# Exercise task
Turn the items that follow into a Markdown table with the columns "No." and "Text," giving each line its own numbered row and skipping blank lines. Leave the pictures out.

[Pointing dataset records]
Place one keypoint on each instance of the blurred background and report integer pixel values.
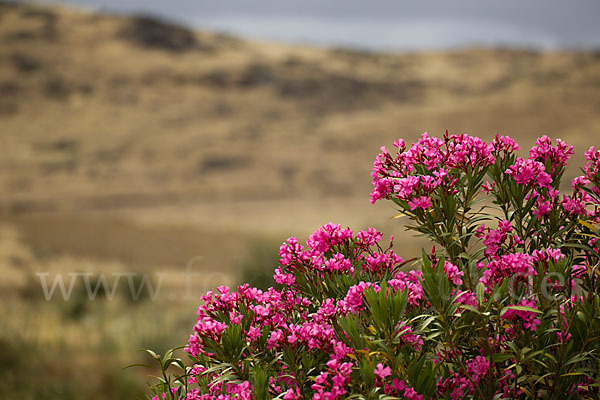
(153, 150)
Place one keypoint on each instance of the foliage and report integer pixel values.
(505, 305)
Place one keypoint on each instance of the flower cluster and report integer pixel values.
(505, 304)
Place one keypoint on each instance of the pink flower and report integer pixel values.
(423, 202)
(382, 372)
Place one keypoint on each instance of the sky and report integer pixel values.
(386, 24)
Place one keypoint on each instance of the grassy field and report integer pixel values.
(130, 145)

# Task response
| No. | Text |
|---|---|
| 1 | Place one keypoint on each instance of the blurred background and report integer pixel values. |
| 2 | (153, 150) |
| 3 | Place one keypoint on each instance of the foliage and report integer pixel values. |
| 4 | (505, 305) |
| 5 | Place one keypoint on each instance of the flower cluster and report integer pixel values. |
| 6 | (505, 304) |
| 7 | Place one keypoint on each instance of the pink flower and report integer pixel values. |
| 8 | (423, 202) |
| 9 | (382, 372) |
| 10 | Place one keypoint on each instance of the sky and report integer pixel values. |
| 11 | (386, 24) |
| 12 | Place one keypoint on each instance of the grassy field and report integer pixel values. |
| 13 | (130, 145) |